Short problem a: According to the funccount walkthrough below, what does the -T flag make funccount do?

Text block:
■ ■ ■
FUNC                                    COUNT                                                                                 09:58:44
tcp:tcp_retransmit_skb                   12

09:58:45
FUNC                                    COUNT                     
tcp:tcp_retransmit_skb                   42

09:58:46
FUNC                                    COUNT                     
tcp:tcp_retransmit_skb                   31

09:58:47
FUNC                                    COUNT                     
tcp:tcp_retransmit_skb                   3631

09:58:48
FUNC                                    COUNT
tcp:tcp_retransmit_skb                   5185

09:58:49
FUNC                                    COUNT                     
tcp:tcp_retransmit_skb                   653

09:58:50
FUNC                                    COUNT                     
tcp:tcp_retransmit_skb                   19

09:58:51
FUNC                                    COUNT                     
tcp:tcp_retransmit_skb                   18

^C
Detaching…

Let’s talk about how we invoked funccount-bpfcc, and then we’ll discuss what it’s telling us. The -i 1 flag tells funccount that we want to count the number of events that occur every 1 second, and the -T flag tells it to print the current time when it shows us a sample. Finally, the 't:tcp:tcp_retransmit_skb' string tells it that we want a count of the tcp_retransmit_skb event in the tcp event namespace. If you didn’t read the Linux kernel event page, this just means that there’s a “TCP retransmit” event hook in the kernel that we can hook into to count the number of times the function is invoked, print stacktraces, print arguments, and do many other useful things.
■ ■ ■
Extracted data entries:
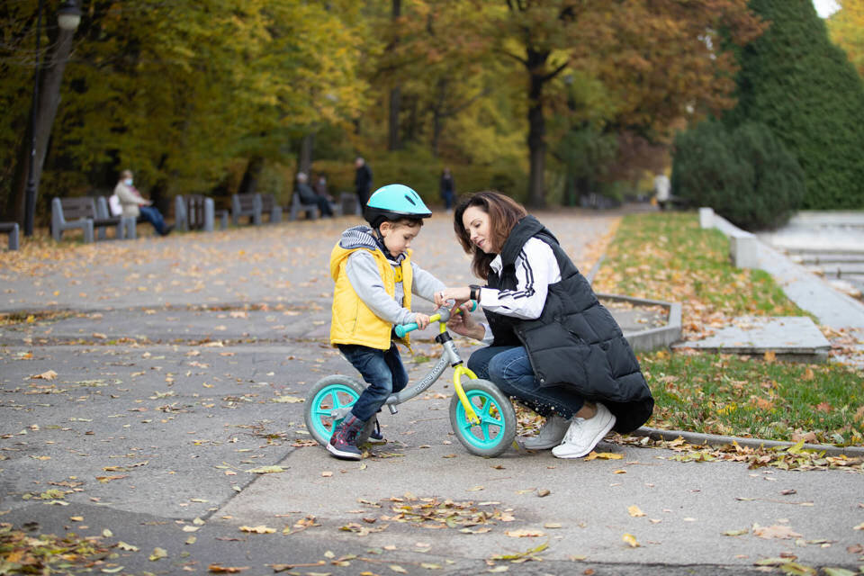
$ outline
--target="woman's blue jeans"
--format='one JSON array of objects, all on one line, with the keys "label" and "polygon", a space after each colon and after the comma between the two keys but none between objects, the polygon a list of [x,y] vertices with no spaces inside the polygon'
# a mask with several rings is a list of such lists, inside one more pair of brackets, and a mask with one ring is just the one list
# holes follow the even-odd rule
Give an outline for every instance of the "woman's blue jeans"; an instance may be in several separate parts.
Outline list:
■ ■ ■
Short problem b: Give the lines of the extracted data entries above as a JSON list of strings, one string per line, skipping blank lines and leaving out the pictures.

Result a: It makes funccount print the current time when it shows a sample.

Result b:
[
  "$ outline",
  "--target=\"woman's blue jeans\"",
  "--format='one JSON array of objects, all on one line, with the keys \"label\" and \"polygon\", a space after each colon and after the comma between the two keys but none between objects, the polygon a list of [x,y] vertices with no spaces inside the polygon'",
  "# a mask with several rings is a list of such lists, inside one more pair of brackets, and a mask with one ring is just the one list",
  "# holes follow the even-odd rule",
  "Give an outline for every instance of the \"woman's blue jeans\"; an instance may be in several separate parts.",
  "Outline list:"
]